(Items listed in a dataset)
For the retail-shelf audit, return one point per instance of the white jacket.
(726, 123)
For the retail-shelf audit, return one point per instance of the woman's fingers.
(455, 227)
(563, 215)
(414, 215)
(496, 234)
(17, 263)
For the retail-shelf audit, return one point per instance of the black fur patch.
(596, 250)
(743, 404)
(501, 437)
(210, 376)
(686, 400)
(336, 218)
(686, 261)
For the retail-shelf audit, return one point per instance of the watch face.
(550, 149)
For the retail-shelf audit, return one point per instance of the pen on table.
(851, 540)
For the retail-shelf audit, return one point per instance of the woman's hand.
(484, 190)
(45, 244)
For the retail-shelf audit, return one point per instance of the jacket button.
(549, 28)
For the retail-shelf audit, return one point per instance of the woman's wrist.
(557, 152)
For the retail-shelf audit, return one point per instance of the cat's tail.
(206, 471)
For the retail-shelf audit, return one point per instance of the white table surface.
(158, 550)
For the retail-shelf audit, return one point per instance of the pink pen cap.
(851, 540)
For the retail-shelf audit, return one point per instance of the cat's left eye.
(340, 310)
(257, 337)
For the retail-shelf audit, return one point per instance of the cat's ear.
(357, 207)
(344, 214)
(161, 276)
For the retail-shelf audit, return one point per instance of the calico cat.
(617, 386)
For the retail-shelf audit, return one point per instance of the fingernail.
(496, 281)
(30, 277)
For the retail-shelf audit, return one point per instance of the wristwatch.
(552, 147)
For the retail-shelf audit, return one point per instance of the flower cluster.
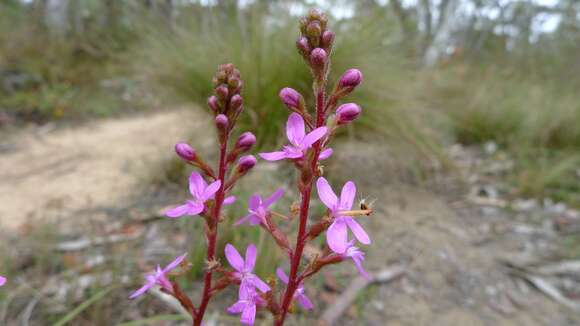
(309, 133)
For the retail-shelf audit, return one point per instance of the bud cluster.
(226, 100)
(315, 42)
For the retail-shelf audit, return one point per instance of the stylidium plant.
(309, 132)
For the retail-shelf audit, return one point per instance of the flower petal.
(254, 202)
(304, 302)
(237, 307)
(178, 211)
(273, 156)
(347, 196)
(274, 197)
(248, 314)
(229, 200)
(281, 275)
(357, 230)
(251, 254)
(358, 263)
(295, 128)
(234, 258)
(174, 263)
(325, 154)
(336, 236)
(141, 291)
(196, 185)
(325, 193)
(210, 191)
(314, 136)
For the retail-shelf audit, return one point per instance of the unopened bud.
(346, 113)
(318, 57)
(221, 121)
(246, 141)
(222, 92)
(235, 102)
(185, 151)
(327, 40)
(212, 102)
(351, 78)
(291, 98)
(246, 163)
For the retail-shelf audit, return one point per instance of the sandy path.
(53, 174)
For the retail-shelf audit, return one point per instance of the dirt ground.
(453, 250)
(52, 173)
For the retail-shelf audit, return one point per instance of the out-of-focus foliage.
(460, 70)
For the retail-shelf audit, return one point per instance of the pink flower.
(247, 304)
(158, 278)
(299, 294)
(336, 236)
(299, 141)
(357, 257)
(258, 208)
(245, 267)
(201, 193)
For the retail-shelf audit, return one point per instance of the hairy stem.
(211, 233)
(305, 195)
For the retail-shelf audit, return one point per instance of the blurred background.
(468, 146)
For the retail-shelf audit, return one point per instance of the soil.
(51, 173)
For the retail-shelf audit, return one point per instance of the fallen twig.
(333, 312)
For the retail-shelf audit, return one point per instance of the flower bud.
(291, 98)
(351, 78)
(221, 122)
(222, 92)
(318, 58)
(235, 102)
(185, 151)
(246, 163)
(212, 102)
(246, 141)
(346, 113)
(327, 40)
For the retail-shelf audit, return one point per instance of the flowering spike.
(246, 163)
(347, 113)
(159, 278)
(246, 141)
(318, 58)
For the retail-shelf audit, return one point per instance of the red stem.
(305, 205)
(211, 234)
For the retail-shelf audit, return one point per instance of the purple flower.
(158, 278)
(247, 304)
(351, 78)
(258, 208)
(357, 257)
(245, 267)
(347, 113)
(299, 141)
(201, 193)
(336, 236)
(299, 294)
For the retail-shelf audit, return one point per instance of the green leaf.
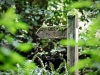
(21, 25)
(24, 47)
(81, 4)
(81, 64)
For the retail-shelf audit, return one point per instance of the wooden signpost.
(70, 31)
(72, 34)
(50, 32)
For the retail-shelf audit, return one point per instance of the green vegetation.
(20, 20)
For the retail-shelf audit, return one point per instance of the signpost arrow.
(49, 32)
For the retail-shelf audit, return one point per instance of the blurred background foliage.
(18, 38)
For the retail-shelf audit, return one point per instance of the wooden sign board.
(49, 32)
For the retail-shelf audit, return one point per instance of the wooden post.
(72, 33)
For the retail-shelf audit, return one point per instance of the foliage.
(17, 36)
(8, 58)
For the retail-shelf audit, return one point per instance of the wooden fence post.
(72, 34)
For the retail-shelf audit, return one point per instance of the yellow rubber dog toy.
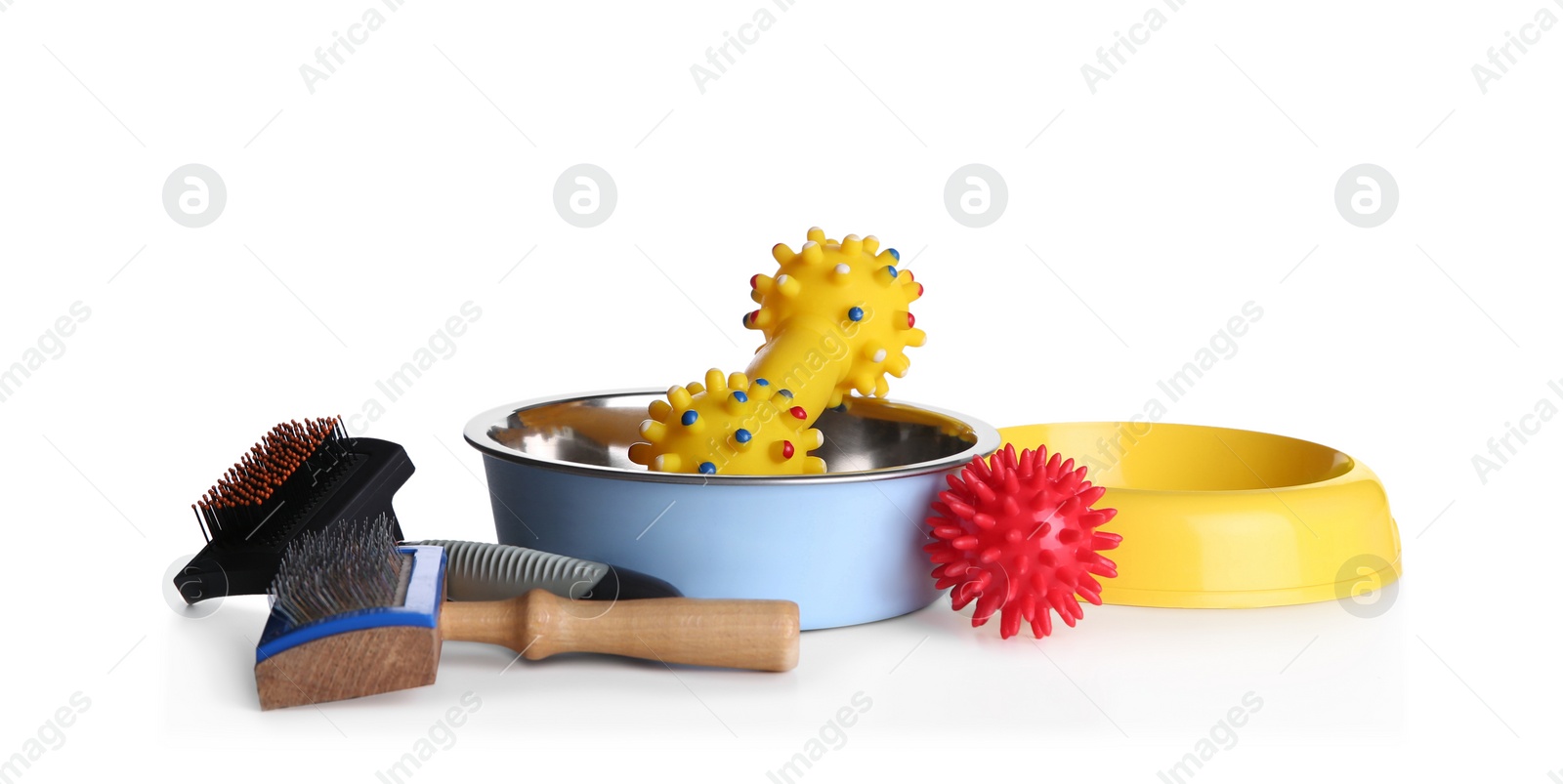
(835, 317)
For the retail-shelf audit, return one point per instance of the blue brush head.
(335, 583)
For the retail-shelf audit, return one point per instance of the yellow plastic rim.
(1216, 517)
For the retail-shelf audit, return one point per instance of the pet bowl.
(844, 546)
(1216, 517)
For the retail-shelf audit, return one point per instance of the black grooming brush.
(301, 476)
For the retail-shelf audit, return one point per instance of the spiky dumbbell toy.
(835, 317)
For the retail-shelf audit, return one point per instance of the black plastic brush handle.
(246, 561)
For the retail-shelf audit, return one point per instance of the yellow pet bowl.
(1216, 517)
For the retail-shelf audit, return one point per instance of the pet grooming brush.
(299, 478)
(356, 614)
(304, 476)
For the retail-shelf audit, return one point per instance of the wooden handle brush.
(354, 614)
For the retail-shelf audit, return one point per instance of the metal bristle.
(348, 565)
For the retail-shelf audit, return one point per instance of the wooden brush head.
(354, 616)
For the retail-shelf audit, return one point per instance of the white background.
(1140, 218)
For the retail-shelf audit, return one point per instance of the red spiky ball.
(1018, 534)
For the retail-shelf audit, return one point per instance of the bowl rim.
(1356, 471)
(477, 436)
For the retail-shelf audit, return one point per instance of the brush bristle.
(283, 471)
(346, 565)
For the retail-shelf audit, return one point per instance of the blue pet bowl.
(844, 546)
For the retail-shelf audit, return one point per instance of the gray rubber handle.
(486, 572)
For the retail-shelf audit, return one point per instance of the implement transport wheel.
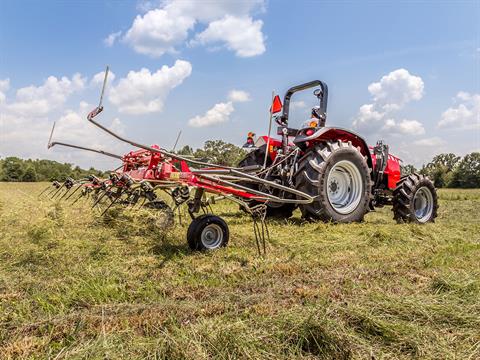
(274, 210)
(415, 200)
(207, 232)
(337, 175)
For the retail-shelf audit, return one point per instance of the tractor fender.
(333, 133)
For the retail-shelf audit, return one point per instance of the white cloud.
(430, 142)
(247, 42)
(158, 32)
(143, 92)
(40, 100)
(404, 127)
(396, 89)
(220, 113)
(4, 86)
(163, 29)
(238, 96)
(466, 113)
(110, 39)
(368, 118)
(98, 78)
(391, 94)
(300, 104)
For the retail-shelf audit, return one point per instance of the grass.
(73, 286)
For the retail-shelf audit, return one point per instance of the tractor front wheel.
(337, 175)
(415, 200)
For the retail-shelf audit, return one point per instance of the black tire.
(215, 236)
(408, 197)
(274, 210)
(313, 173)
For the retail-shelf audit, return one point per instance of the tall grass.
(73, 285)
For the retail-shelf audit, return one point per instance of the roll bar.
(322, 96)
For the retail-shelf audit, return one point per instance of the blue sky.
(406, 72)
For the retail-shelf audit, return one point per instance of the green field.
(75, 286)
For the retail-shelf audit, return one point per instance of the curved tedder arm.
(53, 143)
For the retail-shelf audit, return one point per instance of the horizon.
(402, 72)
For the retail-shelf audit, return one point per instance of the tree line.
(445, 170)
(451, 171)
(15, 169)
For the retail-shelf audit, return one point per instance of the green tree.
(467, 173)
(186, 150)
(220, 152)
(12, 169)
(30, 175)
(440, 169)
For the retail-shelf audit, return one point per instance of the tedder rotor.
(330, 173)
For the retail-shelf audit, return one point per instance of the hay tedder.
(330, 173)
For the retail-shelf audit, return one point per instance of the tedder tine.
(66, 192)
(74, 191)
(56, 192)
(44, 190)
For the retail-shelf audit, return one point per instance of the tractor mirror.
(276, 105)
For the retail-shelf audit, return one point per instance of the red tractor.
(346, 177)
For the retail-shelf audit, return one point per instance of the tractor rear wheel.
(415, 200)
(274, 210)
(337, 175)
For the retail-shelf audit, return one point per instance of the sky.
(402, 71)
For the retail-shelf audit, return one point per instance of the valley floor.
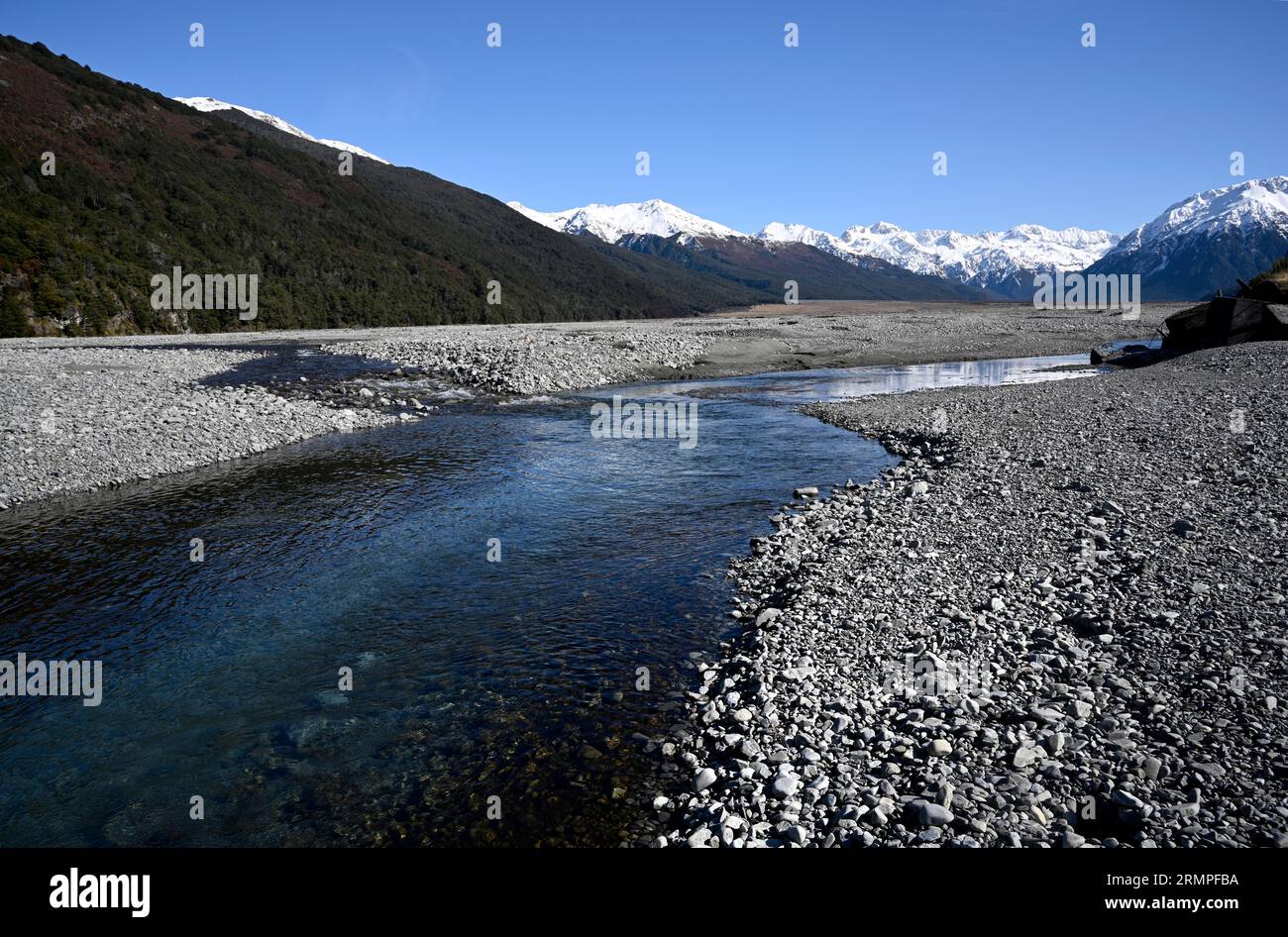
(1059, 622)
(78, 415)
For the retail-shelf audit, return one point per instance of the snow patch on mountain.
(1254, 205)
(986, 260)
(612, 223)
(207, 104)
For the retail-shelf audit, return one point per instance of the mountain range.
(1206, 242)
(145, 183)
(1203, 244)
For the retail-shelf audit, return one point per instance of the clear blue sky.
(739, 128)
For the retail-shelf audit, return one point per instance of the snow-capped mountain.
(1206, 242)
(214, 104)
(1000, 261)
(612, 223)
(1003, 262)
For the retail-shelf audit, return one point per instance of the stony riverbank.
(85, 413)
(80, 418)
(1060, 622)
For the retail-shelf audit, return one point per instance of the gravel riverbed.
(1057, 623)
(80, 418)
(84, 413)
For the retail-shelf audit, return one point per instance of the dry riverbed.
(1059, 622)
(77, 415)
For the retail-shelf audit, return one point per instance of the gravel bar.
(80, 418)
(1057, 623)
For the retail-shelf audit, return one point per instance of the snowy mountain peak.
(206, 104)
(991, 260)
(614, 222)
(1257, 202)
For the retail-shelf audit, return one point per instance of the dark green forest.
(143, 183)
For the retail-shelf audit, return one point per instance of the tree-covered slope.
(143, 184)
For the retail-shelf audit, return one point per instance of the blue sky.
(739, 128)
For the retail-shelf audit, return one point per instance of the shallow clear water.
(472, 678)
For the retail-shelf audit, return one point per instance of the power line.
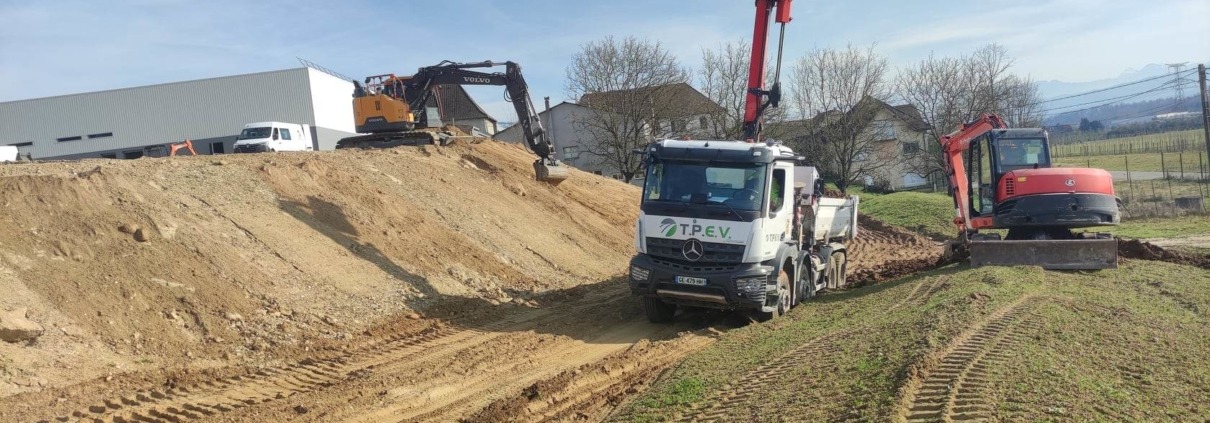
(1111, 100)
(1106, 88)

- What needs to be done:
Exactly the lines from the line containing "tractor rear wheel." through the last line of the entries above are to be quoted, both included, and nothing else. Pictures are left out.

- Output for this exercise:
For the retail-shelf audit, return one point per instance of the tractor rear wheel.
(415, 200)
(274, 210)
(337, 175)
For the retail-shelf audit, return one point per instance of the sky.
(402, 71)
For the retail-shelf audit, return one point per instance of the valley floor.
(1059, 622)
(78, 415)
For the retail-shelf audit, return one point per instance of the snow patch on mountain.
(1254, 205)
(986, 260)
(612, 223)
(207, 104)
For the retail-shelf audit, return one point per instance of the mountain range.
(1206, 242)
(145, 183)
(1203, 244)
For the retail-shelf audit, return one point per instance of the clear blue sky.
(739, 128)
For the retail-shelf audit, return one point per instance of the snow-capped mountain.
(1206, 242)
(214, 104)
(1000, 261)
(612, 223)
(1003, 262)
For the retail-shelf audit, return one point per instance of the stony riverbank.
(85, 413)
(80, 418)
(1060, 622)
For the retail-shelf audit, return one point per instance of the gravel riverbed.
(1057, 623)
(80, 418)
(84, 413)
For the retail-shelf audit, return one point per instance of the dry riverbed.
(1059, 622)
(77, 415)
For the retail-shelf audit, return one point per instance of the gravel bar.
(80, 418)
(1057, 623)
For the retail-shelf audit, return one point per instance of the snowy mountain peak.
(206, 104)
(991, 260)
(614, 222)
(1257, 202)
For the retail-shelf audit, return one point per instance of the dark green forest.
(143, 183)
For the retail-shelf audit, return one point per instance of the tree-covered slope.
(143, 184)
For the retail-shelf audit, return one point per instance of the blue sky.
(739, 128)
For the retail-shelf audit, return one point per instance of the shallow clear water.
(472, 678)
For the retail-shelf audit, return one point per instance of the power line.
(1111, 100)
(1106, 88)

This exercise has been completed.